Written instruction: Pick out every line of the rows below that contains the string "target", matching case exactly, and copy those lines.

Supplied material:
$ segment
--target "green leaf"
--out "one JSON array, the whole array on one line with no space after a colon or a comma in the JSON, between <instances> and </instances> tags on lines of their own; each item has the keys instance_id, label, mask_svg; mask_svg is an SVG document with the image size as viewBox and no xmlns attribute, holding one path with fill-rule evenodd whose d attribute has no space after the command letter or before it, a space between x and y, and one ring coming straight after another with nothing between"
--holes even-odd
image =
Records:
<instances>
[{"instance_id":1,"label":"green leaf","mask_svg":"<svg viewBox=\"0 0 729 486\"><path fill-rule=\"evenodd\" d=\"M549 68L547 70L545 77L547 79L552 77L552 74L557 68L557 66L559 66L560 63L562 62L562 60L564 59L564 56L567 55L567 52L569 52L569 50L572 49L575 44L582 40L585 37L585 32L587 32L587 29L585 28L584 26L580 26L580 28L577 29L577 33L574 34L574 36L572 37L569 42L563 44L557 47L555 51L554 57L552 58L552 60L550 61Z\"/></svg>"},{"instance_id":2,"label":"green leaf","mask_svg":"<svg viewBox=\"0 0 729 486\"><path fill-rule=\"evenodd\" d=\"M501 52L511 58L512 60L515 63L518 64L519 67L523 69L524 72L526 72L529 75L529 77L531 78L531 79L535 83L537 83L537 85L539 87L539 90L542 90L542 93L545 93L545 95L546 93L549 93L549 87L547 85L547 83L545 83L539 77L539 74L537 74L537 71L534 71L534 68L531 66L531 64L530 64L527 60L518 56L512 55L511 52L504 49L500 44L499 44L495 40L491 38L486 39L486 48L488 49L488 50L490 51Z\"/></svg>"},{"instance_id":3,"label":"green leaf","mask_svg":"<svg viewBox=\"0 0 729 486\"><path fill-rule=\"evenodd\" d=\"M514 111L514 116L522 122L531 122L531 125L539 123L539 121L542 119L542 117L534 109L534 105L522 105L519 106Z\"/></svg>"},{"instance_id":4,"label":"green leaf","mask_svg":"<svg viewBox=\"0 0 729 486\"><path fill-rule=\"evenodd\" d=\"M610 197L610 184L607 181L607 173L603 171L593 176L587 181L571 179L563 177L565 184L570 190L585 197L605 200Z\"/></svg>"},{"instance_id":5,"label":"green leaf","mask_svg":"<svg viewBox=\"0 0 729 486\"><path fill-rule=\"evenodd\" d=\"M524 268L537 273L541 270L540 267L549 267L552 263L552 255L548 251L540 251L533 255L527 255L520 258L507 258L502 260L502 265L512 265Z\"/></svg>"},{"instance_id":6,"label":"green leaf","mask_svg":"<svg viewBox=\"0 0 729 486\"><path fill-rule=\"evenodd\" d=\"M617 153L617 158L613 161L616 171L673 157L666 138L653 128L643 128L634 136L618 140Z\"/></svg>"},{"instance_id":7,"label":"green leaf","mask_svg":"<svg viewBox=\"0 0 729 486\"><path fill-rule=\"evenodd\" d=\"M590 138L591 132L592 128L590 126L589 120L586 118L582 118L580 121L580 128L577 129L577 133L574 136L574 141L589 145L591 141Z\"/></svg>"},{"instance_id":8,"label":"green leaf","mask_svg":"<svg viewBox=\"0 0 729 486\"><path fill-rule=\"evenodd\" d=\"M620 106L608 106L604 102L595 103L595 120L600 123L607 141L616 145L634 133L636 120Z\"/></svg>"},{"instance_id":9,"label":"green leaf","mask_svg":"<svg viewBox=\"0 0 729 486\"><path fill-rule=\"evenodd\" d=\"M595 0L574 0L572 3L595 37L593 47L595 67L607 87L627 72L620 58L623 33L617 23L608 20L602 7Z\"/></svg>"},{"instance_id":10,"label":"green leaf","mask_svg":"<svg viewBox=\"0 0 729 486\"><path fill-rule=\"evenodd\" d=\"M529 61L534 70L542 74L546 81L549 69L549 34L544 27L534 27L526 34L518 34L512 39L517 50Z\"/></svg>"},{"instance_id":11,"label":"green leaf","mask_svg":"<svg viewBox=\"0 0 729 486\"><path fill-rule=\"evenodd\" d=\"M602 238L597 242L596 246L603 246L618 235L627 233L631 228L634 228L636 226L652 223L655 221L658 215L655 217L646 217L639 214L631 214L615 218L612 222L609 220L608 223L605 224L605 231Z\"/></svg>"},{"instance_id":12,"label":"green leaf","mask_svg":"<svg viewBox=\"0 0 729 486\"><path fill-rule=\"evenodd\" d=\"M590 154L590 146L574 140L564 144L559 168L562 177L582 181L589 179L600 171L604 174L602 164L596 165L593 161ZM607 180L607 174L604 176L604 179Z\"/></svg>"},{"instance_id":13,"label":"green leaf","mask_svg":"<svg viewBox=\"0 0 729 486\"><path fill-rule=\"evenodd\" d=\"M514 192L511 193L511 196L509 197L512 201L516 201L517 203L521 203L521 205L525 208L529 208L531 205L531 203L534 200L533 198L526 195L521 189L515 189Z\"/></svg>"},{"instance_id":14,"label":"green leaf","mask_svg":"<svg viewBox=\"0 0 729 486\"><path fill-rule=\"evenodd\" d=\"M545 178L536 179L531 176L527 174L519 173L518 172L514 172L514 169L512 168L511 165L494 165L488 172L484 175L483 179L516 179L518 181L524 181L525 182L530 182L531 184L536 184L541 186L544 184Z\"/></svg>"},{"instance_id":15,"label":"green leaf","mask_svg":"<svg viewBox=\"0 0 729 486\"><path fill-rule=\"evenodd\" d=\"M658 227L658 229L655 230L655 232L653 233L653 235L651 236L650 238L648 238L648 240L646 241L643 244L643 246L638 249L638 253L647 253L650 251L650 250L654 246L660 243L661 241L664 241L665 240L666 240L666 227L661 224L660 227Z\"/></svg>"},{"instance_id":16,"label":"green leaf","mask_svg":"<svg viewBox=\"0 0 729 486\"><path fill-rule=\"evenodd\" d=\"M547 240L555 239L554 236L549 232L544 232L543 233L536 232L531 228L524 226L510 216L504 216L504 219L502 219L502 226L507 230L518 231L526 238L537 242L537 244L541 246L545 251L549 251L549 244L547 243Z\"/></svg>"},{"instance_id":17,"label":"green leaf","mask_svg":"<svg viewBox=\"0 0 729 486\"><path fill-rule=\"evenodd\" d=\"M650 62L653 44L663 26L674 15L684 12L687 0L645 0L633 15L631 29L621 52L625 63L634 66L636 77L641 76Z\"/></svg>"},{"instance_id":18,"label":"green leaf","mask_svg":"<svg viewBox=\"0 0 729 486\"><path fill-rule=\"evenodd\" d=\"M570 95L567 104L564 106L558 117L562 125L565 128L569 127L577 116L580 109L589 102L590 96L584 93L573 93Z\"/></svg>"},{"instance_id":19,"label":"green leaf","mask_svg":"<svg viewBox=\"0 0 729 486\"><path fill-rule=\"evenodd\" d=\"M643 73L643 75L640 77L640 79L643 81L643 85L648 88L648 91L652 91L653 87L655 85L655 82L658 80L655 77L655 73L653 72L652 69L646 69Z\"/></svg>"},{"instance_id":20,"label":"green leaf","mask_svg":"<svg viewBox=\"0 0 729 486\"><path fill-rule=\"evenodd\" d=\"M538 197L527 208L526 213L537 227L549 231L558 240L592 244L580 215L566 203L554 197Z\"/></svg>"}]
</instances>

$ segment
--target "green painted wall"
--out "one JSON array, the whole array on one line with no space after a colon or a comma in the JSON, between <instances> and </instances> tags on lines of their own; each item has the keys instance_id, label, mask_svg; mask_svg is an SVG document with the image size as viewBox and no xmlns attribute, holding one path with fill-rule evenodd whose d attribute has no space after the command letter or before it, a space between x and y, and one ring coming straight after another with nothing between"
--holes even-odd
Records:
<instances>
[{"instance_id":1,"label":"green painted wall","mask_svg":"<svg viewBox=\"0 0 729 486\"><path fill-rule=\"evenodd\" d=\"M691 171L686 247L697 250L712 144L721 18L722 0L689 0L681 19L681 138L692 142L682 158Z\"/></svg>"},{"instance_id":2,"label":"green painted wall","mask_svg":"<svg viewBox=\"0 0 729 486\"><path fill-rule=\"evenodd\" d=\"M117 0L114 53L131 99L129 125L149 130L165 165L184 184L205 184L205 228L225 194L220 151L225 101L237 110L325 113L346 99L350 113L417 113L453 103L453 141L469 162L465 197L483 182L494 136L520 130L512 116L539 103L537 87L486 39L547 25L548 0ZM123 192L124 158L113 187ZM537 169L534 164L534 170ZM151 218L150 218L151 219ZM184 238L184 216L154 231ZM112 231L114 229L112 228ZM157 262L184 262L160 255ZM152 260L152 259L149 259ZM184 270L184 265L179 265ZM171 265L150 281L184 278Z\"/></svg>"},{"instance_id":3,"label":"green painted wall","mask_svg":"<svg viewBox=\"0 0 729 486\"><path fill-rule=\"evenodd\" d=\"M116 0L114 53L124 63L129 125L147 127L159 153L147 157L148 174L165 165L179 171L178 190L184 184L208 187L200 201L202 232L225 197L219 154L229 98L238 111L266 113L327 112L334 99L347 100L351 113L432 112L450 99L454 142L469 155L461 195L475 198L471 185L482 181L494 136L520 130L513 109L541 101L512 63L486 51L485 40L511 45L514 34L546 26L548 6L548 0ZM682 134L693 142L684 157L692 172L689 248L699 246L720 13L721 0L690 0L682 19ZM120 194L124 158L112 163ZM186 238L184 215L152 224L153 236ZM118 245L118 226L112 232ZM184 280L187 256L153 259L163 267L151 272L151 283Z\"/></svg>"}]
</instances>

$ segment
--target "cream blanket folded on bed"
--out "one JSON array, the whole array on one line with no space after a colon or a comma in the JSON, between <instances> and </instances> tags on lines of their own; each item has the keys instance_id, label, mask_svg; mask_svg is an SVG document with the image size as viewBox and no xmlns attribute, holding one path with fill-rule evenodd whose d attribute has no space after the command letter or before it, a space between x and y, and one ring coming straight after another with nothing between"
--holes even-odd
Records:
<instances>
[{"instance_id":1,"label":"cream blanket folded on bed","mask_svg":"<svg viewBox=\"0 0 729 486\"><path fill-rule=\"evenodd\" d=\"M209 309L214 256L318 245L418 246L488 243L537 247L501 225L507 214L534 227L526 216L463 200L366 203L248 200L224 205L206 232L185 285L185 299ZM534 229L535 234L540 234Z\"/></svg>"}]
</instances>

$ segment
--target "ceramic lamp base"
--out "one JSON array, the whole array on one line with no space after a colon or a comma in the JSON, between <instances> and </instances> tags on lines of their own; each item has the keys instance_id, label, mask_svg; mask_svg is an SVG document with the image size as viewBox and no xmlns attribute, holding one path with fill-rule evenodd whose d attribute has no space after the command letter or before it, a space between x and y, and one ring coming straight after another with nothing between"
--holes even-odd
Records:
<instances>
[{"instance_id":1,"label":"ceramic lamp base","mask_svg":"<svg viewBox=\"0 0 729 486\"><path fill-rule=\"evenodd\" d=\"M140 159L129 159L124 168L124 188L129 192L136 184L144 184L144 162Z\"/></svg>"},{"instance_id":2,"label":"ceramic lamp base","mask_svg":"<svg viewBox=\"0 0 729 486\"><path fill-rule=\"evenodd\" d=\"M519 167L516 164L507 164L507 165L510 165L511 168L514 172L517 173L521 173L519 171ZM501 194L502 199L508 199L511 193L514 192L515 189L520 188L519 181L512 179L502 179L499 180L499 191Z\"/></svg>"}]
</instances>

Reply to the exercise:
--target "green leaf"
--target "green painted wall"
--target "cream blanket folded on bed"
--target "ceramic lamp base"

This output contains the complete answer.